- **EXERCISE AIM**
Find the line that contains "A point belongs on each instance of the red". Output it and every line after it to the end of the records, exactly as they appear.

----- INPUT FOR THIS TASK -----

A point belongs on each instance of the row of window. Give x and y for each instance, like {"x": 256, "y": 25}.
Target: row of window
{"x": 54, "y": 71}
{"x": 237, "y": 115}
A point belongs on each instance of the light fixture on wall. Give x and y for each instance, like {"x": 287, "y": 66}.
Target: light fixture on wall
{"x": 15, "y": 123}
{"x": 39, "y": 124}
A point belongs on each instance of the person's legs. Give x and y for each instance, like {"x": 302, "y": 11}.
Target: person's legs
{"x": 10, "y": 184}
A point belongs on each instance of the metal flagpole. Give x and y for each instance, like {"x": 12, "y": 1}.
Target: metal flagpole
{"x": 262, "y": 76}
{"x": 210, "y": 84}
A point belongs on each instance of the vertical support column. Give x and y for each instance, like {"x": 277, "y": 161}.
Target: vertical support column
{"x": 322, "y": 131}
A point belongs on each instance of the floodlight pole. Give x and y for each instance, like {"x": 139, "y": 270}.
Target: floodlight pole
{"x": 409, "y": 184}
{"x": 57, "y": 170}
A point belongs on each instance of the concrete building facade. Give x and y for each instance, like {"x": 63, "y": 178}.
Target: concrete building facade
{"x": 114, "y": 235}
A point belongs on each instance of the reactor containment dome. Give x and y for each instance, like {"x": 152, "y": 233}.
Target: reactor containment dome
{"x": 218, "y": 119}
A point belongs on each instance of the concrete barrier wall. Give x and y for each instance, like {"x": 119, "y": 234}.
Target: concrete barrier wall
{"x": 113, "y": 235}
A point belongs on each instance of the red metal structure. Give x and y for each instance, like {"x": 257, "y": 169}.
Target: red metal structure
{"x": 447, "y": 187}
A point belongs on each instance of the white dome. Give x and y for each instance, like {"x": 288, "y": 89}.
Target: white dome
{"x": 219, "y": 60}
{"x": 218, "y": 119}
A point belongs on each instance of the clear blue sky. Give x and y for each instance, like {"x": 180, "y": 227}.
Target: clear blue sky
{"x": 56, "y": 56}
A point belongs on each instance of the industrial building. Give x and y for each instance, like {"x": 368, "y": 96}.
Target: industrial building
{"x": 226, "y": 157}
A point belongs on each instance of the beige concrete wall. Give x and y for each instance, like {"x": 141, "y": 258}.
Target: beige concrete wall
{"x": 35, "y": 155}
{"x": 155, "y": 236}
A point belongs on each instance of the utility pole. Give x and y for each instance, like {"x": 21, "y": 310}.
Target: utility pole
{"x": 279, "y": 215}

-----

- **ANSWER BELOW**
A point belongs on each instance of the red metal structure. Give x and y for each instance, like {"x": 257, "y": 169}.
Target: red metal structure
{"x": 447, "y": 187}
A point belongs on each instance of the white dome. Give x and y for each instance, like {"x": 288, "y": 89}.
Target: white dome
{"x": 219, "y": 60}
{"x": 218, "y": 119}
A point belongs on each instance of the clear blue sky. Give x and y for each instance, like {"x": 180, "y": 227}.
Target: clear blue sky
{"x": 56, "y": 56}
A point belongs on each instance of the industrial building. Give x and y for each instance, like {"x": 368, "y": 96}.
Target: industrial building
{"x": 226, "y": 157}
A point belongs on each instance of the beige concrete wall. Give x and y for each instance, like {"x": 141, "y": 258}.
Target: beige concrete wall
{"x": 35, "y": 155}
{"x": 155, "y": 236}
A point belongs on each instance of the utility pole. Give x and y for each instance, like {"x": 21, "y": 310}.
Target: utility pole
{"x": 279, "y": 215}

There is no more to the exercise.